— begin —
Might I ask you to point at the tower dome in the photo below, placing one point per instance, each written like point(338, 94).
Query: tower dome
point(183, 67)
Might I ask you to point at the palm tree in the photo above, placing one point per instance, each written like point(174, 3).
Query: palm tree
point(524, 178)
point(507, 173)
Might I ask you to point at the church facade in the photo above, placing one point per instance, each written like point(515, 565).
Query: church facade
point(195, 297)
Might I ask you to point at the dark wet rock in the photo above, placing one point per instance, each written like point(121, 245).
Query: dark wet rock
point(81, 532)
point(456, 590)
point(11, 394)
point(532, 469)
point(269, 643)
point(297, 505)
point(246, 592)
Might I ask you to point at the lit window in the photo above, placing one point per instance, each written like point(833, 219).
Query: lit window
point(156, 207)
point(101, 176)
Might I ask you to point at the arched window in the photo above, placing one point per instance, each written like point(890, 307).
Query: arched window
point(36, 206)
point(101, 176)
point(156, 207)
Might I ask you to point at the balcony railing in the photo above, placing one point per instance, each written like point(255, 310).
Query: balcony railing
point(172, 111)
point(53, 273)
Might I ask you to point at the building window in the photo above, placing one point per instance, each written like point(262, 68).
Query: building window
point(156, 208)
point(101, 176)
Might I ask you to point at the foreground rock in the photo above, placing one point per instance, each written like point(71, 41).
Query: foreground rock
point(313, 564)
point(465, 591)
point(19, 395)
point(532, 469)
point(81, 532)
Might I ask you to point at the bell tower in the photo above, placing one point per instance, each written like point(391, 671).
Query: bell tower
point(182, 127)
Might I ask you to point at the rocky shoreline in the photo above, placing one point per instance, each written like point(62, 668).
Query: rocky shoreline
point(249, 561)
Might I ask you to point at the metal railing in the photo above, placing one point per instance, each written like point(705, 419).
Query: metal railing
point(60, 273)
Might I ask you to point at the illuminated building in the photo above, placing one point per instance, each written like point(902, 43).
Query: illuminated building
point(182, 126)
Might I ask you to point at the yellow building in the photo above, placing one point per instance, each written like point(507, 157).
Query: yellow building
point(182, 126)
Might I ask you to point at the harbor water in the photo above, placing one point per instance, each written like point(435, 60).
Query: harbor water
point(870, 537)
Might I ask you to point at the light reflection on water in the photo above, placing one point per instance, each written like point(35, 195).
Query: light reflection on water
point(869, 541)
— end —
**REQUIRED TASK**
Can you convert every line of the rows above into a Markdown table with two columns, Number and Line, leaving out any blank lines?

**PROBLEM SOLUTION**
| Number | Line |
|---|---|
| 1 | Might I ask you to point at the tower dome in the photo below, placing one point per instance, each written like point(338, 94). |
| 2 | Query: tower dome |
| 3 | point(183, 67) |
| 4 | Might I ask you to point at the palm tree in the photo above, placing one point per instance, each written like point(174, 3). |
| 5 | Query: palm tree |
| 6 | point(524, 178) |
| 7 | point(507, 173) |
| 8 | Might I ask you to point at the church facade in the photo above, placing one point per instance, each written like point(515, 565). |
| 9 | Query: church facade |
| 10 | point(195, 297) |
| 11 | Might I ask you to point at the dark wet rock in the photo above, placing one point per instance, each written like point(121, 245). |
| 12 | Query: dark wet rock |
| 13 | point(81, 532) |
| 14 | point(456, 590) |
| 15 | point(11, 394) |
| 16 | point(532, 469) |
| 17 | point(269, 643) |
| 18 | point(297, 505) |
| 19 | point(246, 592) |
| 20 | Might I ask you to point at the lit window in the photo above, placing one point per instance, each written like point(833, 219). |
| 21 | Query: lit window |
| 22 | point(156, 207) |
| 23 | point(101, 176) |
| 24 | Might I ask you to point at the arched window in the photo above, placing one point per instance, each written like point(890, 307). |
| 25 | Query: arched window |
| 26 | point(36, 206) |
| 27 | point(101, 176) |
| 28 | point(156, 207) |
| 29 | Might I ask you to point at the balcony railing in the photo above, placing one point per instance, each written like point(255, 310). |
| 30 | Query: balcony railing |
| 31 | point(172, 111) |
| 32 | point(53, 273) |
| 33 | Might I ask you to point at the building window in the photo above, placing one point per instance, each written like point(262, 68). |
| 34 | Query: building window |
| 35 | point(156, 208) |
| 36 | point(101, 176) |
| 37 | Might I ask you to point at the foreground rock in the photo above, placing one point per instance, each written like point(71, 41). |
| 38 | Query: foreground rock |
| 39 | point(313, 564) |
| 40 | point(465, 591) |
| 41 | point(19, 395) |
| 42 | point(532, 469) |
| 43 | point(81, 532) |
| 44 | Might I ask you to point at the bell tower in the photo above, placing one point per instance, each written like point(391, 671). |
| 45 | Query: bell tower |
| 46 | point(182, 127) |
| 47 | Might I ask you to point at the rocky shoreline in the photo above, placing one point per instance, each written like point(62, 668). |
| 48 | Query: rocky shoreline |
| 49 | point(249, 561) |
| 50 | Might I ask you to point at the metal railing in the photo above, placing one point per instance, each written like point(705, 419). |
| 51 | Query: metal railing |
| 52 | point(60, 273) |
| 53 | Might I ask you to point at the illuminated building in the photo above, placing one point per instance, each written like point(902, 43). |
| 54 | Query: illuminated building |
| 55 | point(182, 126) |
| 56 | Might I ask you to point at the yellow building in the photo above, placing one point per instance, each written like point(507, 157). |
| 57 | Query: yellow building |
| 58 | point(182, 126) |
| 59 | Might I ask you to point at the harbor water in the photo above, placing one point per instance, each written like point(435, 60). |
| 60 | Query: harbor water |
| 61 | point(870, 537) |
| 62 | Might I ask you to point at the light reflection on water in the photo above, placing one point per instance, each written like point(35, 195). |
| 63 | Query: light reflection on water |
| 64 | point(869, 541) |